Go through the entries below and print each one exactly.
╭─ DATA FOR ANALYSIS
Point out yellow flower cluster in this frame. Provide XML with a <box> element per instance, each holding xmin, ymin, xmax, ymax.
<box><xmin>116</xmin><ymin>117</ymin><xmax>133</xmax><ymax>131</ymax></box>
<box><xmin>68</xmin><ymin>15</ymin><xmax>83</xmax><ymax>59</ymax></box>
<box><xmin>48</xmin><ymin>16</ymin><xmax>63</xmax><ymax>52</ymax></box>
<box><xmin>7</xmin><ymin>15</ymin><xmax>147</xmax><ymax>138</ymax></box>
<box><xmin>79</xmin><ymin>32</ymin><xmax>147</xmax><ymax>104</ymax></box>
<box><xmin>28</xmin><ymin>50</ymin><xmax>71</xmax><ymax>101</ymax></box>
╰─
_RESPONSE:_
Point out yellow flower cluster in this frame. Provide XML with a <box> element per instance, each holding xmin, ymin, xmax, ymax.
<box><xmin>116</xmin><ymin>117</ymin><xmax>133</xmax><ymax>131</ymax></box>
<box><xmin>68</xmin><ymin>15</ymin><xmax>83</xmax><ymax>59</ymax></box>
<box><xmin>48</xmin><ymin>16</ymin><xmax>63</xmax><ymax>52</ymax></box>
<box><xmin>7</xmin><ymin>15</ymin><xmax>147</xmax><ymax>138</ymax></box>
<box><xmin>79</xmin><ymin>32</ymin><xmax>147</xmax><ymax>104</ymax></box>
<box><xmin>28</xmin><ymin>50</ymin><xmax>71</xmax><ymax>101</ymax></box>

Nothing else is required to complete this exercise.